Saved entries
BEGIN

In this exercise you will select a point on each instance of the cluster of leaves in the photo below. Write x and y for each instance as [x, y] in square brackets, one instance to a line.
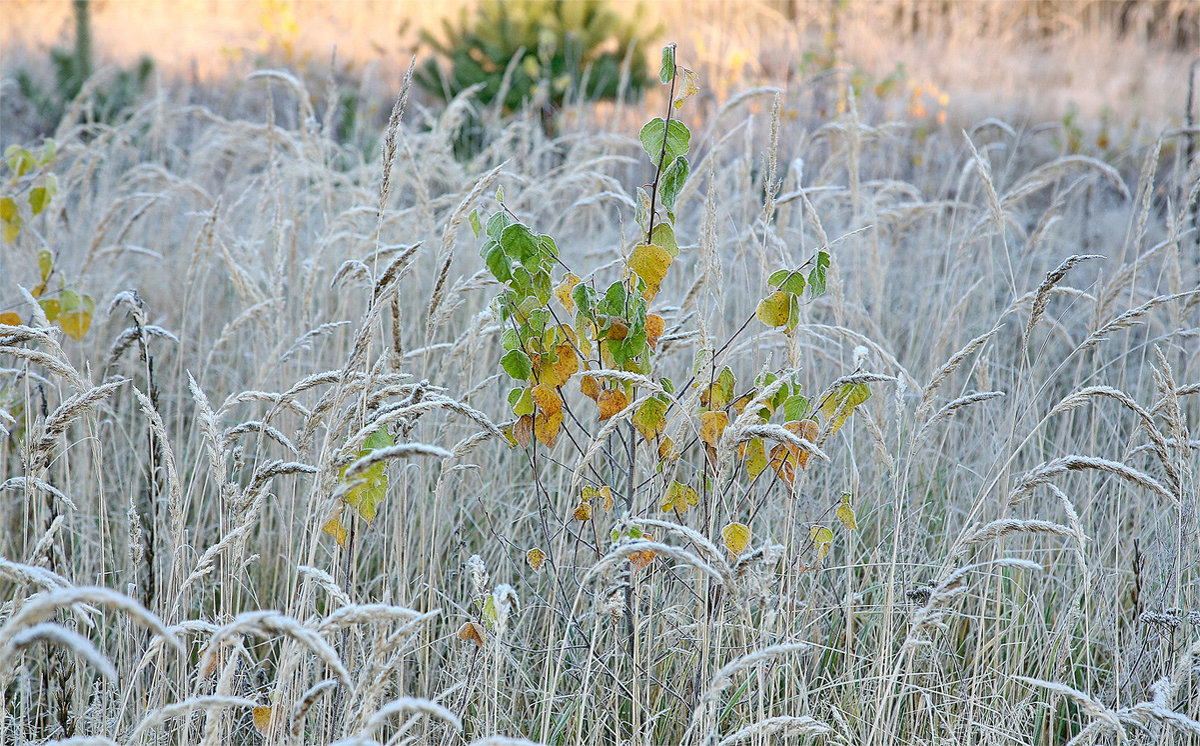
[558, 328]
[540, 52]
[29, 191]
[363, 492]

END

*WORK ORDER*
Without the pictures, set down every entry exactly.

*FINISHED EXERCISE*
In this exercise you will select a point on each instance of the cluster of leaves in the photo below. Write x and y for each instance as [x, y] in square brackets, one instance to a line.
[558, 328]
[540, 52]
[29, 191]
[363, 492]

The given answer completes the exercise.